SELECTED PASSAGE >>
--- Start ---

The idea of this algorithm is that we do one "step" in the trie over many many boards and many many current states. Lets pretend we only have one board:

Terminology:

• State: (board id, node index, visited)
• Frontier: The collection of states that can be "stepped" e.g. moved to the next position in the trie

We start out with only 16 states (in the case of 4x4, one for each possible word starting point) and apply the "step" algorithm to each once. Because we can go many ways from each position we may end up with more than 16 next "states", e.g. we are at the second level in the trie and at different positions on the board.

This collection of "states" I call the frontier, it will in general grow as we go, then shrink as words end/hit dead ends. Our algorithm focuses on just moving all the points one "step" with minimal branching.

Core Arrays (cpp_ref)

// Direct child lookup (no bit twiddling)
int32_t childIndex[N*26];   // childIndex[u*26 + c] = child node or -1
uint8_t isTerminal[N];      // 1 if this node represents a complete word
int32_t termScore[N];       // Precomputed score for the terminal word at this node

Each node stores whether it is terminal and, if so, the score of the word that ends there in termScore[u]. Navigation is done via childIndex so there is no per-step bit manipulation.

How to navigate the trie (cpp_ref)

Use a direct 2D mapping indexed by (node, letter):

int child = childIndex[u * 26 + c];  // -1 if no such child

The childIndex array provides O(1) navigation per (node, letter) without per-step arithmetic.

Terminal scoring and de-duplication (cpp_ref)

When a traversal reaches a terminal node u, we add termScore[u] to the current board's total. To avoid counting the same terminal node multiple times on the same board (via different paths), we track the last board number seen per node and only add once per board.

Visited Bitmask

Each path through the board maintains a 32-bit visited mask where bit i is set if board position i has been visited

How the Frontier Works

1. Start from one of 16 positions, follow the first letter into the trie
2. At each depth, try all 8 possible neighbors
3. Skip neighbors that are:
   • Out of bounds (encoded as -1)
   • Already visited (check bitmask)
   • Not valid in the trie (child lookup returns -1)
4. When we reach a terminal trie node, record it

--- End ---

WRITTEN PROBLEM A >> Reproduce the part of the trie-stepping write-up that opens with the words containing "Use a direct" and closes with "without per-step arithmetic.", swapping "childIndex" for "childTable".
WRITTEN PROBLEM B >> According to the trie-stepping write-up, how many bits wide is the visited mask that each path through the board maintains?

EXTRACTED MATERIAL >>
--- Start ---

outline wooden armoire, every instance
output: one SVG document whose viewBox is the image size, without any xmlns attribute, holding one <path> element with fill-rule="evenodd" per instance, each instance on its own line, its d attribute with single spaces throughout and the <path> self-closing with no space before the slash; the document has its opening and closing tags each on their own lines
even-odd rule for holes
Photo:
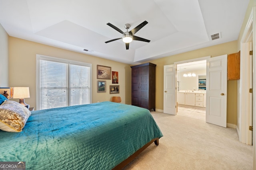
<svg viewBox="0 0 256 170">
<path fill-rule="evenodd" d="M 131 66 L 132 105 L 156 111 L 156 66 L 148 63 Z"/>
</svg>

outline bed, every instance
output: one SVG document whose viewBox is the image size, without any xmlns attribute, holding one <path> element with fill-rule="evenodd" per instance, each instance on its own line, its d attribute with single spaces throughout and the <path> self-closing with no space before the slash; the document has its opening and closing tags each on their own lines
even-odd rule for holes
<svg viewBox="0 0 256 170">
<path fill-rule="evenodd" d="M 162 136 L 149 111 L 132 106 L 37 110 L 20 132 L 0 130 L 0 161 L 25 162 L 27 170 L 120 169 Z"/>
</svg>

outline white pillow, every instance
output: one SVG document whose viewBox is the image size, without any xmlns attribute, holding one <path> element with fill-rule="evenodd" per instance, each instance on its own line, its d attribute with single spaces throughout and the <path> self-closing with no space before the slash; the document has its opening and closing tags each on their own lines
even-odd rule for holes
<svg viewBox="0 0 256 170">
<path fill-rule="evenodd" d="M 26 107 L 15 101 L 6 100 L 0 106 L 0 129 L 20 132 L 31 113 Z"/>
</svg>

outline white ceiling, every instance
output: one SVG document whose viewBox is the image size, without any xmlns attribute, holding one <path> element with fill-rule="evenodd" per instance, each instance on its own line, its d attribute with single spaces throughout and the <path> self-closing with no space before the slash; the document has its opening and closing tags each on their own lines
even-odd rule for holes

--- End ---

EXERCISE OUTPUT A >>
Use a direct 2D mapping indexed by (node, letter):

int child = childTable[u * 26 + c];  // -1 if no such child

The childTable array provides O(1) navigation per (node, letter) without per-step arithmetic.

EXERCISE OUTPUT B >> 32 bits.